# Records for the exercise:
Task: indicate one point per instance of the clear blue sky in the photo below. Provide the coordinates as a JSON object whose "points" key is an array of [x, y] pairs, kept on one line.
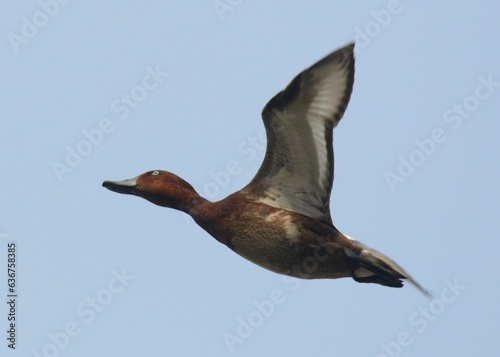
{"points": [[107, 90]]}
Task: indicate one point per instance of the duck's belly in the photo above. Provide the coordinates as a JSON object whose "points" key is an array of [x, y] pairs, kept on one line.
{"points": [[278, 244]]}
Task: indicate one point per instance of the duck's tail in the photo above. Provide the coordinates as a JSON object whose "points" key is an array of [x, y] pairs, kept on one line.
{"points": [[375, 267]]}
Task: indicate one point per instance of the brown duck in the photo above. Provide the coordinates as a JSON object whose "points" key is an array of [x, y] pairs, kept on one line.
{"points": [[281, 220]]}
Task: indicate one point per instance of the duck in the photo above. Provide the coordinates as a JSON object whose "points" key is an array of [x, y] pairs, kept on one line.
{"points": [[281, 220]]}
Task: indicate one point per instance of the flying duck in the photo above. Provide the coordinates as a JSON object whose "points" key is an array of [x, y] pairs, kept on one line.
{"points": [[281, 220]]}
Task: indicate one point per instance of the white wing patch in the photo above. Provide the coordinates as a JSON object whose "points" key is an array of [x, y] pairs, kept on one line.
{"points": [[297, 172]]}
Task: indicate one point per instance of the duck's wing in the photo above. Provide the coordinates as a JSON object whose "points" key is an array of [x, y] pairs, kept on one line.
{"points": [[297, 172]]}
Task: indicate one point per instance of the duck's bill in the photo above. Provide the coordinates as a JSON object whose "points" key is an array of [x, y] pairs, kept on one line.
{"points": [[125, 186]]}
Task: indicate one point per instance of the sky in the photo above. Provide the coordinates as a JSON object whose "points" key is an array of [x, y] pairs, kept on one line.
{"points": [[94, 91]]}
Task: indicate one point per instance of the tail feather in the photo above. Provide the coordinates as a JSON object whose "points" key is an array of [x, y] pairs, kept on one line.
{"points": [[375, 267]]}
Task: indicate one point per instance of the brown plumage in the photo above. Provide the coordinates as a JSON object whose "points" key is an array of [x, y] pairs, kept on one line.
{"points": [[281, 220]]}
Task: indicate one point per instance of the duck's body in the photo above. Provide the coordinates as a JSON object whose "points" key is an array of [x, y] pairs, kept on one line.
{"points": [[282, 241], [281, 220]]}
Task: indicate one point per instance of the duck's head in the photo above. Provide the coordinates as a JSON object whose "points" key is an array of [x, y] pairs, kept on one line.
{"points": [[162, 188]]}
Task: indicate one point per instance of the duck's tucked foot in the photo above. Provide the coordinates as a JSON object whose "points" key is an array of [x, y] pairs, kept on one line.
{"points": [[375, 267]]}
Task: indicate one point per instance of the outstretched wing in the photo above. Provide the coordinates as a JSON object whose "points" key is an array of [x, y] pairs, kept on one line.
{"points": [[297, 172]]}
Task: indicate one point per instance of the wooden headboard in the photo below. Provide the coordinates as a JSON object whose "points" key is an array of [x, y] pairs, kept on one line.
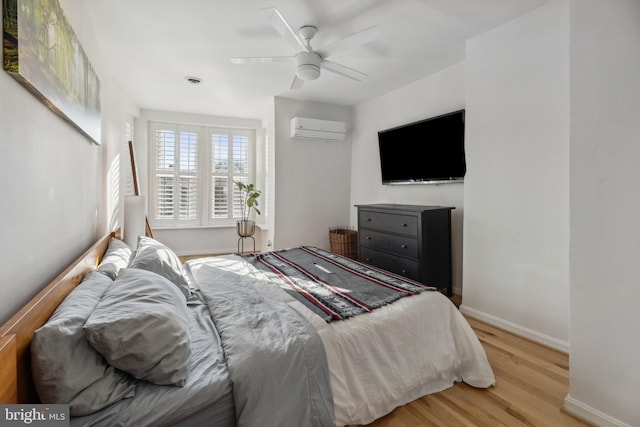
{"points": [[16, 385]]}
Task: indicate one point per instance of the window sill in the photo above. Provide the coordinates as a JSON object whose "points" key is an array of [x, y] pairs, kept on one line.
{"points": [[261, 227]]}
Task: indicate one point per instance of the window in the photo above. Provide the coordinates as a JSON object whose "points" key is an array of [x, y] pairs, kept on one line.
{"points": [[193, 173]]}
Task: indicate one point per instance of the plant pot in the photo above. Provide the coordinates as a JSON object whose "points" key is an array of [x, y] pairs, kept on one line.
{"points": [[246, 227]]}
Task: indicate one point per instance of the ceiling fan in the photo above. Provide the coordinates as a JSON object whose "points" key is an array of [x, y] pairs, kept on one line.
{"points": [[309, 61]]}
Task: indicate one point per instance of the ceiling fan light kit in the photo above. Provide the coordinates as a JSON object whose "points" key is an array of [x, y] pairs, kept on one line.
{"points": [[309, 62], [308, 65]]}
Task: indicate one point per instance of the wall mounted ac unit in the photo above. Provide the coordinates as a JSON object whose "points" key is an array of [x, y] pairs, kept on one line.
{"points": [[304, 128]]}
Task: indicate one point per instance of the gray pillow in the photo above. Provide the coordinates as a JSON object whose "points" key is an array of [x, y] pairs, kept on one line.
{"points": [[117, 257], [140, 326], [154, 256], [66, 368]]}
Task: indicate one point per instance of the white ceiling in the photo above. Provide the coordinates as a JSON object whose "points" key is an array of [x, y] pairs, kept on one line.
{"points": [[152, 45]]}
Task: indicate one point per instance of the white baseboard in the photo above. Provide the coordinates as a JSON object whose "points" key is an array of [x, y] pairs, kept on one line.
{"points": [[592, 415], [516, 329]]}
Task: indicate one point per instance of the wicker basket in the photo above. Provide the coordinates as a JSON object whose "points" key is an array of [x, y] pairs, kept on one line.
{"points": [[344, 241]]}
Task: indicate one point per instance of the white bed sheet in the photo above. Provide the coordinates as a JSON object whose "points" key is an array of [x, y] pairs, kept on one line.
{"points": [[396, 354]]}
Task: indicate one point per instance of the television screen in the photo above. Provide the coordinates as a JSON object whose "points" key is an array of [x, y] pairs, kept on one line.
{"points": [[428, 151]]}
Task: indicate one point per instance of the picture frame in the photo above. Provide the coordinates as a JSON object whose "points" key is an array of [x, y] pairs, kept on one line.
{"points": [[42, 52]]}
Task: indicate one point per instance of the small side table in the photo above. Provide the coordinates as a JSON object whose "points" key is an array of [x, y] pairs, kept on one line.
{"points": [[241, 244]]}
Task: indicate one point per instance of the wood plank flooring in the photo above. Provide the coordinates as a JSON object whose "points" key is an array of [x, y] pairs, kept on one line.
{"points": [[531, 383]]}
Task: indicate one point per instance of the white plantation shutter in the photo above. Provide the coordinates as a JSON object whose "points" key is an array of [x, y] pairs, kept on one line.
{"points": [[231, 157], [193, 173], [175, 175], [188, 176]]}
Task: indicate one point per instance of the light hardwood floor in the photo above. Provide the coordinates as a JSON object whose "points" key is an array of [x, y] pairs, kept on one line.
{"points": [[531, 383]]}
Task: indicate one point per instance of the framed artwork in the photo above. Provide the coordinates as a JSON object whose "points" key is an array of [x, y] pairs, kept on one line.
{"points": [[42, 52]]}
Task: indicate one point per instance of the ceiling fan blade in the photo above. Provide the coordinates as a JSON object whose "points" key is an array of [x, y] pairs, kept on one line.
{"points": [[284, 29], [348, 42], [296, 83], [260, 60], [343, 70]]}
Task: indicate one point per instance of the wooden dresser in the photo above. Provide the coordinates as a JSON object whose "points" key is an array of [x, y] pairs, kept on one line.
{"points": [[409, 240]]}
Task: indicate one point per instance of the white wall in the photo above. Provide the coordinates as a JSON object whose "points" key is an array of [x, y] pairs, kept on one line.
{"points": [[605, 211], [55, 182], [312, 185], [440, 93], [516, 195]]}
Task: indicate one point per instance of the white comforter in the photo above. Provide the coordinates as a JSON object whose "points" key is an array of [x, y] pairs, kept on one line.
{"points": [[398, 353]]}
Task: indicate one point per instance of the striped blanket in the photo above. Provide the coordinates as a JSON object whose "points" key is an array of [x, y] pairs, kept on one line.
{"points": [[333, 286]]}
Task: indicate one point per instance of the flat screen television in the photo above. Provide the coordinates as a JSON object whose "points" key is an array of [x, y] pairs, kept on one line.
{"points": [[429, 151]]}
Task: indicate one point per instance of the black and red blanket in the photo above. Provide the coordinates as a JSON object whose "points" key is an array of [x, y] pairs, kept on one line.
{"points": [[333, 286]]}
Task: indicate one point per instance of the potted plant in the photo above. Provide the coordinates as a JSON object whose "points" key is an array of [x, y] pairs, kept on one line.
{"points": [[249, 196]]}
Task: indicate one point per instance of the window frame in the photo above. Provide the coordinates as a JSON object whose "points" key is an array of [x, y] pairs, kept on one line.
{"points": [[204, 174]]}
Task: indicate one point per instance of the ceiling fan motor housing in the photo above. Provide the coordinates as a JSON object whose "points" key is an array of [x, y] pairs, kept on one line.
{"points": [[308, 65]]}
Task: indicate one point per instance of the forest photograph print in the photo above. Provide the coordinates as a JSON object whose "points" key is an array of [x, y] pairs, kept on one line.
{"points": [[42, 52]]}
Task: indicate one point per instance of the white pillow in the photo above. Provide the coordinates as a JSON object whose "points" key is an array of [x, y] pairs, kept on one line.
{"points": [[117, 256]]}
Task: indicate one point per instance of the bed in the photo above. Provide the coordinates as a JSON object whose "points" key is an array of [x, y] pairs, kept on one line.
{"points": [[307, 365]]}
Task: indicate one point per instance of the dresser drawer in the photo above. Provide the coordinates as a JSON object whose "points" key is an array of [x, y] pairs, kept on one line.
{"points": [[394, 223], [401, 245], [395, 264]]}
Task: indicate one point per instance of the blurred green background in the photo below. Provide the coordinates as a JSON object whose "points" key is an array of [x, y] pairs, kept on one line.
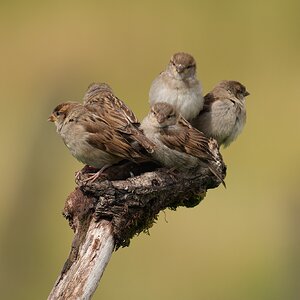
{"points": [[242, 242]]}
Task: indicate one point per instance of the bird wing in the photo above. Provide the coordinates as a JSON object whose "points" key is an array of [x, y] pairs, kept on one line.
{"points": [[187, 139], [102, 135]]}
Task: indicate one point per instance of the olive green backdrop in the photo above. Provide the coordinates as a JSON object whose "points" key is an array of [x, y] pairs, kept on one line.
{"points": [[242, 242]]}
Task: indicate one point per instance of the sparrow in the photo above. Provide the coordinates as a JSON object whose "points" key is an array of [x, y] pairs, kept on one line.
{"points": [[100, 99], [178, 144], [95, 140], [224, 113], [179, 86]]}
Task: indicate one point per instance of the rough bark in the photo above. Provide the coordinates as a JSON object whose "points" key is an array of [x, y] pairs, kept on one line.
{"points": [[107, 213]]}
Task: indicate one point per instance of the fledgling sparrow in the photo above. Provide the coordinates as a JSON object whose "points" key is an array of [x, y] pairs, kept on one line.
{"points": [[94, 140], [178, 144], [179, 86], [224, 113]]}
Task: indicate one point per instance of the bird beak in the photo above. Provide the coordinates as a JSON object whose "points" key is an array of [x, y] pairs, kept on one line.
{"points": [[52, 118], [236, 100]]}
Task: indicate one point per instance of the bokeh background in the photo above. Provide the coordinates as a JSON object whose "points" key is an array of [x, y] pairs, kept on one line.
{"points": [[242, 242]]}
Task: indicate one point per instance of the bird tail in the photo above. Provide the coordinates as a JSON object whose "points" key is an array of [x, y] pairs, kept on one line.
{"points": [[217, 174]]}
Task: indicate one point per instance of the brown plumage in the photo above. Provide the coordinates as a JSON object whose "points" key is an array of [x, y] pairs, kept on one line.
{"points": [[223, 116], [178, 144], [99, 99], [102, 131]]}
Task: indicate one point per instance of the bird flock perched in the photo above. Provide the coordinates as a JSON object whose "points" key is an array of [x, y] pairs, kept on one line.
{"points": [[102, 130]]}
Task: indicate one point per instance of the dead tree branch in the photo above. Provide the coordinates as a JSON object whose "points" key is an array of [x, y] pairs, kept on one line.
{"points": [[106, 214]]}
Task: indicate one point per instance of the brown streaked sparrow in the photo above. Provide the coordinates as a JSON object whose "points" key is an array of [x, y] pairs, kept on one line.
{"points": [[99, 99], [93, 140], [178, 144], [224, 114], [179, 86]]}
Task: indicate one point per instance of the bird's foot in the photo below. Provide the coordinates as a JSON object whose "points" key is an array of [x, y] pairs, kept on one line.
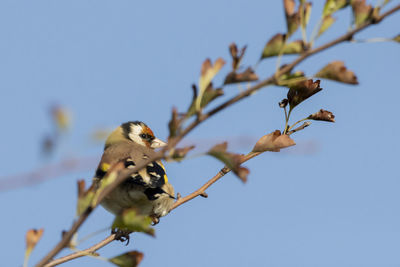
{"points": [[121, 234]]}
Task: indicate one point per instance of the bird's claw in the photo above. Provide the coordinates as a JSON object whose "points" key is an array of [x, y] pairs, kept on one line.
{"points": [[121, 235]]}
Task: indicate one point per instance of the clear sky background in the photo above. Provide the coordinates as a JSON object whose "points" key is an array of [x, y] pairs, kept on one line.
{"points": [[332, 200]]}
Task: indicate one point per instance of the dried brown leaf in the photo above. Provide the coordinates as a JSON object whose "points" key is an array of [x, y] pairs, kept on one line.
{"points": [[247, 76], [208, 72], [276, 45], [326, 23], [338, 72], [274, 141], [236, 55], [322, 115], [209, 95], [231, 160], [332, 6], [174, 124], [283, 103], [292, 17], [180, 153], [32, 238], [128, 259], [61, 117], [301, 91]]}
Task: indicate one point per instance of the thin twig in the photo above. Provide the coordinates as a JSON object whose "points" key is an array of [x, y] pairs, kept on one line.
{"points": [[82, 253]]}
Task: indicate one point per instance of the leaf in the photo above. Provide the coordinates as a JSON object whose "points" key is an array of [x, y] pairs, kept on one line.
{"points": [[180, 153], [128, 259], [326, 23], [236, 55], [208, 72], [132, 221], [306, 13], [361, 11], [247, 76], [322, 115], [174, 124], [283, 103], [274, 141], [292, 17], [301, 91], [209, 95], [338, 72], [332, 6], [277, 43], [32, 237], [291, 79], [85, 197], [61, 117], [231, 160]]}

# What to produce:
Render every line from the one containing "Task: indicate one point per instance of the leaf" through the last line of the rows above as a Markdown table with the columns Number and Line, skipping any blank lines.

# Solution:
| Number | Line |
|---|---|
| 1 | Task: indicate one point per instance of the leaf in the photo above. Provide the coordinates as a JSON object whose "points" key is an array of [x, y] pairs, kept on one line. |
| 2 | {"points": [[180, 153], [128, 259], [326, 23], [236, 55], [208, 72], [132, 221], [306, 13], [361, 11], [247, 76], [322, 115], [174, 124], [283, 103], [274, 141], [292, 17], [301, 91], [209, 95], [338, 72], [332, 6], [277, 43], [32, 237], [291, 79], [85, 197], [61, 117], [231, 160]]} |